··· SOURCE MATERIAL

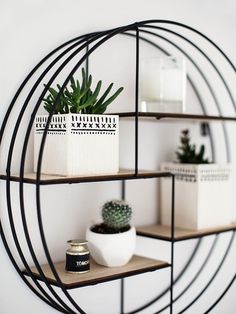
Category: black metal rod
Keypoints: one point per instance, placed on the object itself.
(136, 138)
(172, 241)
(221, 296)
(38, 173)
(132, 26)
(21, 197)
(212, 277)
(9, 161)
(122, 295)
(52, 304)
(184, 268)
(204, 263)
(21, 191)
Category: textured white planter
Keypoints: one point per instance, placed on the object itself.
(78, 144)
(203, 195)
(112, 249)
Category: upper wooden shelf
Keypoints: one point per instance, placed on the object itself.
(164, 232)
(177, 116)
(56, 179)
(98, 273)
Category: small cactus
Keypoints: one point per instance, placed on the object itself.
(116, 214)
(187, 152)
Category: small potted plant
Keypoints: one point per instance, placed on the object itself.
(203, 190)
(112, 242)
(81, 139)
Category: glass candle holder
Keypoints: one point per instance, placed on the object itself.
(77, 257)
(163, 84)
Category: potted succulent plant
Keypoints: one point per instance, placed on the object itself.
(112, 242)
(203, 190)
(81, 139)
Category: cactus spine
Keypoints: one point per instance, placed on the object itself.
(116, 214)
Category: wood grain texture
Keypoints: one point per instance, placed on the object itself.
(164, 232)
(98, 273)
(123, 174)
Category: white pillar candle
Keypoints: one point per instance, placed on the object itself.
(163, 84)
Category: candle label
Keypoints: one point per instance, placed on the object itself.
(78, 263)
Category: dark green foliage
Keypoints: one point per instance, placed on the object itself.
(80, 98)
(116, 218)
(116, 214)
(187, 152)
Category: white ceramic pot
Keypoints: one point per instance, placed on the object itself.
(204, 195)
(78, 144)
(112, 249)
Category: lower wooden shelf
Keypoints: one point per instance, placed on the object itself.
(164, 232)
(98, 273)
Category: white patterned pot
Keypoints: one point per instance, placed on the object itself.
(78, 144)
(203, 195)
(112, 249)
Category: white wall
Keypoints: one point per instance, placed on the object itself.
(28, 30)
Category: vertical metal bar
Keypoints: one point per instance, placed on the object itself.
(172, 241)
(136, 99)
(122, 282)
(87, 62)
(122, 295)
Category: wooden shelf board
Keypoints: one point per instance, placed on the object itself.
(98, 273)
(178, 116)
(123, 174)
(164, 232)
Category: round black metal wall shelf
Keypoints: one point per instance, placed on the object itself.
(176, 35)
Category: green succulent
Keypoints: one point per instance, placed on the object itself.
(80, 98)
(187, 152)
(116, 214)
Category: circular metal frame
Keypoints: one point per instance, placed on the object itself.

······
··· SOURCE MATERIAL

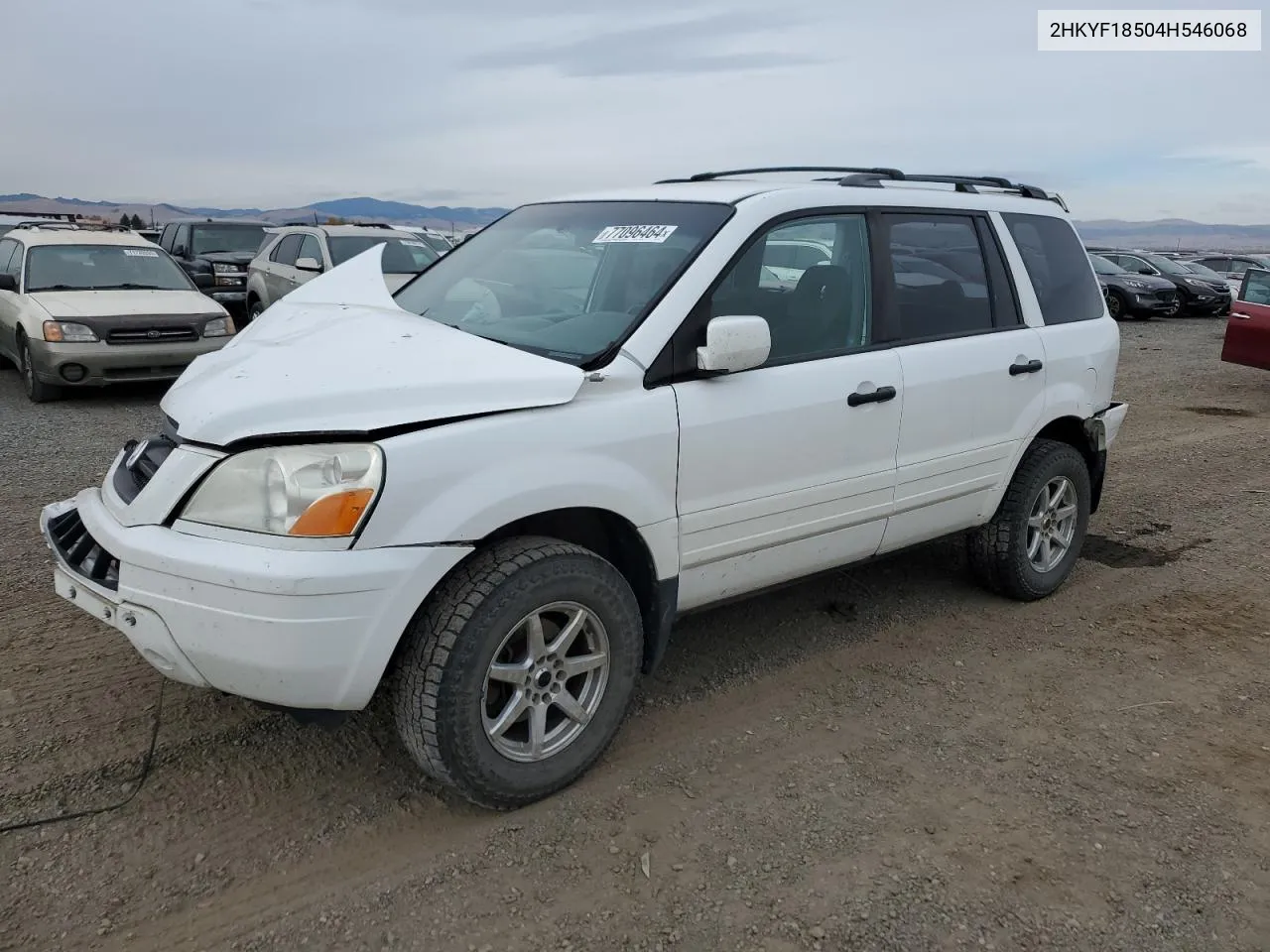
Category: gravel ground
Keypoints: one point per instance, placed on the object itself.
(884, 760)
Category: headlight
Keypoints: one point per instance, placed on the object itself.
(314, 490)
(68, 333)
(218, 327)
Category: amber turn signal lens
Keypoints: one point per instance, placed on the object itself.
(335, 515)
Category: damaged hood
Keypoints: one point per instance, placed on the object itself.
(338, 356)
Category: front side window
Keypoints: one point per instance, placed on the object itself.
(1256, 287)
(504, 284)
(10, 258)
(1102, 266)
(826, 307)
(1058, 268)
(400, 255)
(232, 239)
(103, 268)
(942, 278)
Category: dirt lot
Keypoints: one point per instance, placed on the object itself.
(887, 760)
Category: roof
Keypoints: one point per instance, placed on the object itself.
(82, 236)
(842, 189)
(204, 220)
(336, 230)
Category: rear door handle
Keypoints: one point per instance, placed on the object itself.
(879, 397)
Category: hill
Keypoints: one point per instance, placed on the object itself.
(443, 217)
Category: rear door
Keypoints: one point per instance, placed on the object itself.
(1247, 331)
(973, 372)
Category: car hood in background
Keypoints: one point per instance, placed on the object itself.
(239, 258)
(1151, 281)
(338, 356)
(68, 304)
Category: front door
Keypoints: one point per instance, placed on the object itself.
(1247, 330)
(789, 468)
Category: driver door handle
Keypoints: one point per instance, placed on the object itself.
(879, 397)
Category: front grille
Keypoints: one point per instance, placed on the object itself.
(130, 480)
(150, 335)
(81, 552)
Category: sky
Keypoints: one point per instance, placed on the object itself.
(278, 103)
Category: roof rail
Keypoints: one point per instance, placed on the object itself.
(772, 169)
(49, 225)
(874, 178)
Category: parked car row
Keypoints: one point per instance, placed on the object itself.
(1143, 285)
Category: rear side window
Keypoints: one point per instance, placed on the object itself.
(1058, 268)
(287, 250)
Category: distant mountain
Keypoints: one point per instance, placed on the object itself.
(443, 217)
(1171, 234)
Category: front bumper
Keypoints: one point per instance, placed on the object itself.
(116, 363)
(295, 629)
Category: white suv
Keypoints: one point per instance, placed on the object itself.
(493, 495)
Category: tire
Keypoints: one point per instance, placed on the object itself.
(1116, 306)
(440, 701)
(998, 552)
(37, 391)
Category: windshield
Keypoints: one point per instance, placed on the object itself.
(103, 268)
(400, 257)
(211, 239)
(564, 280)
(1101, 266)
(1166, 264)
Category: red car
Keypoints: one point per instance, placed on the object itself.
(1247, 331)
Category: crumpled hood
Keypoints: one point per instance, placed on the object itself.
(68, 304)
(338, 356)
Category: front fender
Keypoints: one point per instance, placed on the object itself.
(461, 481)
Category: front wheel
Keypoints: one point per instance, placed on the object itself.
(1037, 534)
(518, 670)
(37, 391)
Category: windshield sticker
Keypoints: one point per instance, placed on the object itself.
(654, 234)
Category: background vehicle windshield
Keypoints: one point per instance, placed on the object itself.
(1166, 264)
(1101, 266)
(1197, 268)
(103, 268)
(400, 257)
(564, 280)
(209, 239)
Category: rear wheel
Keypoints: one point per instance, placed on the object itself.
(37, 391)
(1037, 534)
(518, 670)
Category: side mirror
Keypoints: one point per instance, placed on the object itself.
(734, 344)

······
··· SOURCE MATERIAL

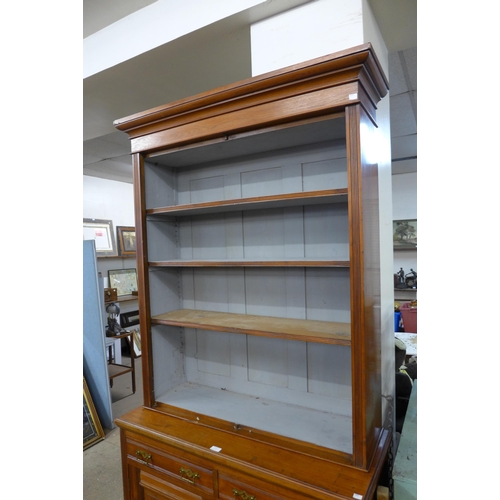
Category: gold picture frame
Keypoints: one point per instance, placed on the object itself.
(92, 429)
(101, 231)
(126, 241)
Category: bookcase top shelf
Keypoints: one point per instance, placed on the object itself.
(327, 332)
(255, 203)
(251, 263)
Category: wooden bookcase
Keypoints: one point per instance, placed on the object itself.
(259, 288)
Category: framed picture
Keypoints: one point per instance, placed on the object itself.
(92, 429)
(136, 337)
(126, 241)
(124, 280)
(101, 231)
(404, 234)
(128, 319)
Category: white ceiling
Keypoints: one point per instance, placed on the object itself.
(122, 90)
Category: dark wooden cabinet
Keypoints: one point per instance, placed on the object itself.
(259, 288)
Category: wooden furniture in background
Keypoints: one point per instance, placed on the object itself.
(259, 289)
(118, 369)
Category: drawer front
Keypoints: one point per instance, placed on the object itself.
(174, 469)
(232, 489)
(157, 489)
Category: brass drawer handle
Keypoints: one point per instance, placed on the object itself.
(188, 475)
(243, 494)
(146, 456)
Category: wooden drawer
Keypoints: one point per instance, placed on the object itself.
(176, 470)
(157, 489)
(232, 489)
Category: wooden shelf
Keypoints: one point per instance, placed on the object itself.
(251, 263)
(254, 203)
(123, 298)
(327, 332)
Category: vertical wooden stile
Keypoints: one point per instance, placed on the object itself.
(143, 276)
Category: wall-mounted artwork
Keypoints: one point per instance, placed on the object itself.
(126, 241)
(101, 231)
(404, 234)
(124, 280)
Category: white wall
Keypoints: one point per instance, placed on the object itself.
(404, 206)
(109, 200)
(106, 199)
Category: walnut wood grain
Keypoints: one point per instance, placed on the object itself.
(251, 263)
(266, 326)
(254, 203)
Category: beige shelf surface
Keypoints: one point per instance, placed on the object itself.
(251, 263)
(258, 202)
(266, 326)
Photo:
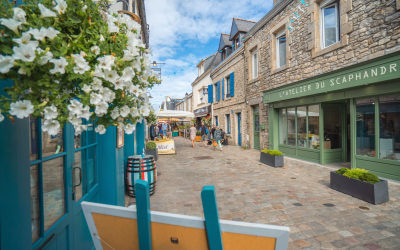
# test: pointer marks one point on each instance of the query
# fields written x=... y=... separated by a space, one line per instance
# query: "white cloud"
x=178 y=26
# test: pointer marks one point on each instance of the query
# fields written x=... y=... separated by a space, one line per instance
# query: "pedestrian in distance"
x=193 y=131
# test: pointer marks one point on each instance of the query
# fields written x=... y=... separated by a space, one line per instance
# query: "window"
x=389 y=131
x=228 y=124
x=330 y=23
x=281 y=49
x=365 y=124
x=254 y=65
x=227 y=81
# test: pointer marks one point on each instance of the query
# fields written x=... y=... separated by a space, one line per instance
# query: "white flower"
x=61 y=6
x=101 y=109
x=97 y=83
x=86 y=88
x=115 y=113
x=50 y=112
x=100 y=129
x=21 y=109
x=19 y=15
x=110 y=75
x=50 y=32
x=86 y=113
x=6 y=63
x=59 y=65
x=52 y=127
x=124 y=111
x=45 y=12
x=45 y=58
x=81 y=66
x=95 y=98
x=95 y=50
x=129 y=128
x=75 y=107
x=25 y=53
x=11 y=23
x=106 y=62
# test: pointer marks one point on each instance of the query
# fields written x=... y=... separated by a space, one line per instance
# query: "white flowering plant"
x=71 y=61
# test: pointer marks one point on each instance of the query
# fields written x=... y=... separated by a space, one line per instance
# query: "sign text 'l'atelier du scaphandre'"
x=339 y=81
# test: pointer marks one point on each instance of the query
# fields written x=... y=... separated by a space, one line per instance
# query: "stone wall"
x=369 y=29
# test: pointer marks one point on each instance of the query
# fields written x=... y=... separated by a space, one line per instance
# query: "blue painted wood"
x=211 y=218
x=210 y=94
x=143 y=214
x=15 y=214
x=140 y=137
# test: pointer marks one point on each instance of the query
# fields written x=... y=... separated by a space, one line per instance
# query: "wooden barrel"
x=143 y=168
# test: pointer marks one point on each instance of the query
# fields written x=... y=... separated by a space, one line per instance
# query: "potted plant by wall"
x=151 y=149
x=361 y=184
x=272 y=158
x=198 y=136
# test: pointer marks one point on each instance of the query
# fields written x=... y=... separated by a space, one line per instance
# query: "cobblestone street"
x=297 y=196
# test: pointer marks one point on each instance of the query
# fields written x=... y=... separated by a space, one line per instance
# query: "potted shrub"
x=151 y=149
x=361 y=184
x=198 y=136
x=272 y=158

······

● **OBJECTIVE**:
Extract every line above that contains the string "wall", copying each one in full.

● **SOLVED PROBLEM**:
Category: white wall
Category: round black metal wall shelf
Category: wall-mounted artwork
Category: white wall
# query: "stone wall"
# query: "potted plant by wall"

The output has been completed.